Output the records below as a Markdown table with two columns, n and Line. Give each non-blank line its own row, numbered in order, and leave out blank lines.
────────────────────────────────────────
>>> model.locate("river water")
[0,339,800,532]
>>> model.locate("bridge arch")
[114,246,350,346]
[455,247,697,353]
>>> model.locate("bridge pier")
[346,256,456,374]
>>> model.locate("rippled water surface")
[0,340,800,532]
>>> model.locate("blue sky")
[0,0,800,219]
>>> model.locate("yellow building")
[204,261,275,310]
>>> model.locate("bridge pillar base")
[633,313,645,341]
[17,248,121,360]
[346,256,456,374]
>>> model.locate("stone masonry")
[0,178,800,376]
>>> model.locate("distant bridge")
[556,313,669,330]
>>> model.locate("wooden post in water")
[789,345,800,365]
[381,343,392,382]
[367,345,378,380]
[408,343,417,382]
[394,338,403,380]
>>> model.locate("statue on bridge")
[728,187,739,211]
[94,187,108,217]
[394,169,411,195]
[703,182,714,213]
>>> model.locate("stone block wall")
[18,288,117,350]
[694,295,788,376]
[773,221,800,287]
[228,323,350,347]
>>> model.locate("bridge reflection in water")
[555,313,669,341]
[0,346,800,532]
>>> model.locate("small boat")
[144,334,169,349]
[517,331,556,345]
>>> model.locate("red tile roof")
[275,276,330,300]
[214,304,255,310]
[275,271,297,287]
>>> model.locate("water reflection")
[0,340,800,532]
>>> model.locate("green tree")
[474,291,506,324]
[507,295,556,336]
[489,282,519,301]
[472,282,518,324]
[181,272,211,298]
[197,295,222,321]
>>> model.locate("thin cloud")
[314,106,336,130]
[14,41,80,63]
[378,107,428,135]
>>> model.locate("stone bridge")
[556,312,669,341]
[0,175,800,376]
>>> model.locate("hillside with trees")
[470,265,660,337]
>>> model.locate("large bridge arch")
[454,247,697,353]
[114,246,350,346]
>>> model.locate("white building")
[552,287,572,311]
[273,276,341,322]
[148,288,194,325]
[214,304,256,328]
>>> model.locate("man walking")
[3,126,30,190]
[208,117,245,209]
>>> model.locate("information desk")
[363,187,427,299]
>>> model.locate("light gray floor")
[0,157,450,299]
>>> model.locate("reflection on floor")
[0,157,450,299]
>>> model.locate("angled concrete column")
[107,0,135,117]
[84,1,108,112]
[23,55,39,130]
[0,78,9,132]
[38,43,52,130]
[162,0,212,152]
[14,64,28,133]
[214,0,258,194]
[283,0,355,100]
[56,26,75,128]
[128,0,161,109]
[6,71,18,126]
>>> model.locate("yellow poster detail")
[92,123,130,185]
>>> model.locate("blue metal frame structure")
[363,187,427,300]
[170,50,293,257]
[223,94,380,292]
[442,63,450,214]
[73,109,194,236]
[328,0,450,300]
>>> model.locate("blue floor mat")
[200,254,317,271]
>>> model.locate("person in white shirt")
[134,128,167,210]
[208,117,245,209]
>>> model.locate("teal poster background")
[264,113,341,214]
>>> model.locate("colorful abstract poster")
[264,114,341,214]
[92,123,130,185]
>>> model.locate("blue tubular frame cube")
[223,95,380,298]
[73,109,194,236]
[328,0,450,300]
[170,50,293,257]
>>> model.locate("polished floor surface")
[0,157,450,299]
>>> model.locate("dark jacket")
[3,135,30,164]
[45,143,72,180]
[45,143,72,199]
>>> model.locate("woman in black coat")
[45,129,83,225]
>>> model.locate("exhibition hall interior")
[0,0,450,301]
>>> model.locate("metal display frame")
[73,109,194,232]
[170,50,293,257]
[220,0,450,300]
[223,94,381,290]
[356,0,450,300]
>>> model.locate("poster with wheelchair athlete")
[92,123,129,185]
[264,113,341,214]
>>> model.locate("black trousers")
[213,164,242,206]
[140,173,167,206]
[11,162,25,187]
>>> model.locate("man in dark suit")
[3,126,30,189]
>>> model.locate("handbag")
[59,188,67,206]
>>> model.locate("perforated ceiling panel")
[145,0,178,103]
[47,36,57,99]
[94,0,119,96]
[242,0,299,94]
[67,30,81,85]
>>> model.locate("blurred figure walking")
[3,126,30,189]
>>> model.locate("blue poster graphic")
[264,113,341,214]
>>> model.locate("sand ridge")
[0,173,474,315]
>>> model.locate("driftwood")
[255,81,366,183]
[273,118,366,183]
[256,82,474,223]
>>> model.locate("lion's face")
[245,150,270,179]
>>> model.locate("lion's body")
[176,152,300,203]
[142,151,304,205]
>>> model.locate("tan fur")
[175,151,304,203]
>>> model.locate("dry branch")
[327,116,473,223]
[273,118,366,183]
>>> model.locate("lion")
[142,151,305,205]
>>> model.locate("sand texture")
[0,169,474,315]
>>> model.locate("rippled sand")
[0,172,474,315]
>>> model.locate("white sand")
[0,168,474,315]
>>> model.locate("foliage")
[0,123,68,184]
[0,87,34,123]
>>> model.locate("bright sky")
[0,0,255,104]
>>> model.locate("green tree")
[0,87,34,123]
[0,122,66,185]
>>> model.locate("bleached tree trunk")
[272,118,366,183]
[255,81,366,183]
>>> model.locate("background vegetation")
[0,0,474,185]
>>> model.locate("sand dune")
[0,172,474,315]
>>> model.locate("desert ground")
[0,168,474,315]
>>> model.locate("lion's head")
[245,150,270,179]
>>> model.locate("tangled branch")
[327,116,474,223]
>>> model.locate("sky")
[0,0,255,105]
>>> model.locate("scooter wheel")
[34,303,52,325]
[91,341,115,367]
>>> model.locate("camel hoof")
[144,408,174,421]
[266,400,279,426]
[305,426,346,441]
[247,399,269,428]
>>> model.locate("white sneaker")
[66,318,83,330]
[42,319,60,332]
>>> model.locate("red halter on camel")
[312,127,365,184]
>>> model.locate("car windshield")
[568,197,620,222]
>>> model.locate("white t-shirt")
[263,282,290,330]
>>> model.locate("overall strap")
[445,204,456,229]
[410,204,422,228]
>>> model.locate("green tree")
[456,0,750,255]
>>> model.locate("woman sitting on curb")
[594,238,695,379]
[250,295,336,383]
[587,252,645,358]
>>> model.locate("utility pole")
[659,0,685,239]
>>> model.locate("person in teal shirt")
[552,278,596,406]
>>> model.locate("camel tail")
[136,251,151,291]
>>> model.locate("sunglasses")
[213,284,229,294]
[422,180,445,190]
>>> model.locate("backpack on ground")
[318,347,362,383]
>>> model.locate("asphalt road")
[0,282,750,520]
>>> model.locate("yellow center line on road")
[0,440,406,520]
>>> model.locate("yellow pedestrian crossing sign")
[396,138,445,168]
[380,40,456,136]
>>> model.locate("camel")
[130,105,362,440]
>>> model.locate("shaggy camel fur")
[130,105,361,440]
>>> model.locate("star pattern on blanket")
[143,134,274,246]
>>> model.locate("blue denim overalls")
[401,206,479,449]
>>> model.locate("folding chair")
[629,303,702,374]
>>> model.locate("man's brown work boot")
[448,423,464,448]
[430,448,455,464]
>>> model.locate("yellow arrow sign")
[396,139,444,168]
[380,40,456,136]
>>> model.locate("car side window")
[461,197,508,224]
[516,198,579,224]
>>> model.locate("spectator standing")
────────────────────────────────────────
COMPLETED EXERCISE
| n | Line |
|---|---|
| 1 | >>> model.locate("river water") |
| 2 | [0,339,800,532] |
| 3 | >>> model.locate("bridge arch") |
| 4 | [114,246,350,346] |
| 5 | [455,247,697,353] |
| 6 | >>> model.locate("bridge pier") |
| 7 | [346,256,456,374] |
| 8 | >>> model.locate("rippled water surface") |
| 9 | [0,340,800,532] |
| 10 | >>> model.locate("blue sky") |
| 11 | [0,0,800,219] |
| 12 | >>> model.locate("yellow building") |
| 13 | [204,261,275,310] |
| 14 | >>> model.locate("bridge pillar base") |
| 15 | [633,313,645,341] |
| 16 | [17,248,121,360] |
| 17 | [346,256,456,374] |
| 18 | >>> model.locate("stone masonry") |
| 19 | [0,178,800,376] |
| 20 | >>> model.locate("distant bridge") |
| 21 | [556,313,669,330] |
| 22 | >>> model.locate("wooden post in water") |
| 23 | [789,345,800,365] |
| 24 | [381,343,392,382] |
| 25 | [367,345,378,380] |
| 26 | [408,343,417,382] |
| 27 | [394,338,403,380] |
| 28 | >>> model.locate("statue on bridge") |
| 29 | [728,187,739,211] |
| 30 | [94,187,108,217] |
| 31 | [394,169,411,195] |
| 32 | [703,182,714,213] |
| 33 | >>> model.locate("stone block wall") |
| 34 | [18,288,117,350] |
| 35 | [694,295,788,376] |
| 36 | [773,221,800,287] |
| 37 | [228,323,350,347] |
| 38 | >>> model.locate("bridge reflection in water") |
| 39 | [555,313,669,341] |
| 40 | [0,346,800,532] |
| 41 | >>> model.locate("small boat") |
| 42 | [144,334,169,349] |
| 43 | [517,331,556,345] |
| 44 | >>> model.locate("red tile roof") |
| 45 | [275,276,330,300] |
| 46 | [214,304,255,310] |
| 47 | [275,271,297,287] |
| 48 | >>> model.locate("water reflection") |
| 49 | [0,340,800,532] |
| 50 | >>> model.locate("green tree") |
| 51 | [474,291,506,324] |
| 52 | [507,295,556,336] |
| 53 | [489,282,519,301] |
| 54 | [472,282,518,324] |
| 55 | [181,272,211,298] |
| 56 | [197,295,222,321] |
| 57 | >>> model.locate("thin cloud") |
| 58 | [314,106,336,130] |
| 59 | [14,41,80,63] |
| 60 | [378,107,428,135] |
| 61 | >>> model.locate("stone bridge") |
| 62 | [556,312,669,341] |
| 63 | [0,175,800,376] |
| 64 | >>> model.locate("hillside with trees") |
| 65 | [470,265,660,337] |
| 66 | >>> model.locate("large bridge arch") |
| 67 | [454,247,697,353] |
| 68 | [114,246,350,346] |
| 69 | >>> model.locate("white building") |
| 70 | [552,287,572,311] |
| 71 | [273,276,341,322] |
| 72 | [148,288,194,325] |
| 73 | [214,304,256,328] |
| 74 | >>> model.locate("man walking") |
| 75 | [3,126,30,190] |
| 76 | [208,117,245,209] |
| 77 | >>> model.locate("information desk") |
| 78 | [363,187,427,299] |
| 79 | >>> model.locate("light gray floor") |
| 80 | [0,157,450,299] |
| 81 | >>> model.locate("reflection on floor") |
| 82 | [0,157,450,299] |
| 83 | >>> model.locate("angled concrete column") |
| 84 | [107,0,135,117] |
| 85 | [84,1,108,112] |
| 86 | [23,55,39,130] |
| 87 | [0,78,9,132] |
| 88 | [38,43,52,130] |
| 89 | [162,0,212,152] |
| 90 | [14,64,28,133] |
| 91 | [214,0,258,194] |
| 92 | [283,0,355,100] |
| 93 | [56,26,75,128] |
| 94 | [128,0,161,109] |
| 95 | [6,71,18,126] |
| 96 | >>> model.locate("yellow poster detail") |
| 97 | [92,123,130,185] |
| 98 | >>> model.locate("blue metal frame structure") |
| 99 | [363,187,427,300] |
| 100 | [170,50,293,257] |
| 101 | [223,94,380,292] |
| 102 | [442,63,450,214] |
| 103 | [73,109,194,236] |
| 104 | [328,0,450,300] |
| 105 | >>> model.locate("blue floor mat") |
| 106 | [200,254,317,271] |
| 107 | >>> model.locate("person in white shirt") |
| 108 | [134,128,167,210] |
| 109 | [208,117,245,209] |
| 110 | >>> model.locate("teal poster background") |
| 111 | [264,113,341,214] |
| 112 | >>> model.locate("colorful abstract poster") |
| 113 | [264,114,341,214] |
| 114 | [92,123,130,185] |
| 115 | >>> model.locate("blue tubular frame cube") |
| 116 | [223,95,380,298] |
| 117 | [73,109,194,236] |
| 118 | [328,0,450,300] |
| 119 | [170,50,293,257] |
| 120 | >>> model.locate("polished floor surface") |
| 121 | [0,157,450,299] |
| 122 | >>> model.locate("dark jacket") |
| 123 | [3,135,30,164] |
| 124 | [45,143,72,180] |
| 125 | [45,143,72,199] |
| 126 | >>> model.locate("woman in black coat") |
| 127 | [45,129,83,225] |
| 128 | >>> model.locate("exhibition hall interior") |
| 129 | [0,0,450,301] |
| 130 | >>> model.locate("metal display frame") |
| 131 | [73,109,194,232] |
| 132 | [170,50,293,257] |
| 133 | [220,0,450,300] |
| 134 | [223,94,381,290] |
| 135 | [356,0,450,300] |
| 136 | >>> model.locate("poster with wheelchair athlete") |
| 137 | [92,123,129,185] |
| 138 | [264,113,341,214] |
| 139 | >>> model.locate("black trousers") |
| 140 | [213,164,242,206] |
| 141 | [140,173,167,206] |
| 142 | [11,162,25,187] |
| 143 | >>> model.locate("man in dark suit") |
| 144 | [3,126,30,189] |
| 145 | >>> model.locate("handbag") |
| 146 | [59,188,67,206] |
| 147 | >>> model.locate("perforated ceiling panel") |
| 148 | [145,0,178,103] |
| 149 | [47,36,57,99] |
| 150 | [94,0,119,96] |
| 151 | [242,0,299,94] |
| 152 | [67,30,81,85] |
| 153 | >>> model.locate("blurred figure walking") |
| 154 | [3,126,30,189] |
| 155 | >>> model.locate("blue poster graphic") |
| 156 | [264,113,341,214] |
| 157 | >>> model.locate("sand ridge") |
| 158 | [0,173,474,315] |
| 159 | >>> model.locate("driftwood") |
| 160 | [255,81,366,183] |
| 161 | [273,118,366,183] |
| 162 | [256,82,474,223] |
| 163 | >>> model.locate("lion's face") |
| 164 | [245,150,270,179] |
| 165 | >>> model.locate("lion's body") |
| 166 | [176,152,300,203] |
| 167 | [142,151,304,205] |
| 168 | >>> model.locate("tan fur") |
| 169 | [175,151,304,203] |
| 170 | >>> model.locate("dry branch") |
| 171 | [327,116,473,223] |
| 172 | [273,118,366,183] |
| 173 | >>> model.locate("lion") |
| 174 | [142,151,305,205] |
| 175 | >>> model.locate("sand texture") |
| 176 | [0,169,474,315] |
| 177 | >>> model.locate("rippled sand") |
| 178 | [0,172,474,315] |
| 179 | >>> model.locate("white sand") |
| 180 | [0,168,474,315] |
| 181 | >>> model.locate("foliage") |
| 182 | [0,123,68,184] |
| 183 | [0,87,34,123] |
| 184 | >>> model.locate("bright sky") |
| 185 | [0,0,255,104] |
| 186 | >>> model.locate("green tree") |
| 187 | [0,87,34,123] |
| 188 | [0,122,66,185] |
| 189 | >>> model.locate("bleached tree trunk") |
| 190 | [272,118,366,183] |
| 191 | [255,81,366,183] |
| 192 | >>> model.locate("background vegetation") |
| 193 | [0,0,474,185] |
| 194 | >>> model.locate("sand dune") |
| 195 | [0,172,474,315] |
| 196 | >>> model.locate("desert ground") |
| 197 | [0,168,474,315] |
| 198 | >>> model.locate("lion's head") |
| 199 | [245,150,270,179] |
| 200 | >>> model.locate("tangled branch") |
| 201 | [327,116,474,223] |
| 202 | >>> model.locate("sky") |
| 203 | [0,0,255,105] |
| 204 | >>> model.locate("scooter wheel") |
| 205 | [34,303,52,325] |
| 206 | [91,341,115,367] |
| 207 | >>> model.locate("camel hoof") |
| 208 | [144,408,174,421] |
| 209 | [266,400,279,426] |
| 210 | [305,426,346,441] |
| 211 | [247,399,269,428] |
| 212 | >>> model.locate("white sneaker") |
| 213 | [66,318,83,330] |
| 214 | [42,319,60,332] |
| 215 | >>> model.locate("red halter on camel") |
| 216 | [312,127,365,184] |
| 217 | >>> model.locate("car windshield") |
| 218 | [568,197,620,222] |
| 219 | >>> model.locate("white t-shirt") |
| 220 | [263,282,290,330] |
| 221 | >>> model.locate("overall strap") |
| 222 | [445,204,456,229] |
| 223 | [410,204,422,228] |
| 224 | >>> model.locate("green tree") |
| 225 | [456,0,750,255] |
| 226 | >>> model.locate("woman sitting on curb") |
| 227 | [594,238,695,379] |
| 228 | [250,295,336,383] |
| 229 | [587,252,645,358] |
| 230 | >>> model.locate("utility pole") |
| 231 | [659,0,685,239] |
| 232 | >>> model.locate("person in teal shirt") |
| 233 | [552,278,596,406] |
| 234 | >>> model.locate("camel tail") |
| 235 | [136,251,151,291] |
| 236 | >>> model.locate("sunglasses") |
| 237 | [213,284,229,294] |
| 238 | [422,180,445,190] |
| 239 | >>> model.locate("backpack on ground") |
| 240 | [318,347,362,383] |
| 241 | >>> model.locate("asphalt road") |
| 242 | [0,282,750,520] |
| 243 | >>> model.locate("yellow center line on road") |
| 244 | [0,440,406,520] |
| 245 | >>> model.locate("yellow pedestrian crossing sign") |
| 246 | [396,138,445,168] |
| 247 | [380,40,456,136] |
| 248 | >>> model.locate("camel") |
| 249 | [130,105,362,440] |
| 250 | >>> model.locate("shaggy camel fur") |
| 251 | [130,105,361,440] |
| 252 | >>> model.locate("star pattern on blanket") |
| 253 | [143,134,274,246] |
| 254 | >>> model.locate("blue denim overalls") |
| 255 | [401,206,479,449] |
| 256 | >>> model.locate("folding chair") |
| 257 | [629,303,702,374] |
| 258 | >>> model.locate("man's brown work boot") |
| 259 | [448,423,464,448] |
| 260 | [430,448,455,464] |
| 261 | >>> model.locate("yellow arrow sign") |
| 262 | [396,139,444,168] |
| 263 | [380,40,456,136] |
| 264 | >>> model.locate("car side window") |
| 265 | [461,197,508,224] |
| 266 | [516,198,579,224] |
| 267 | >>> model.locate("spectator standing") |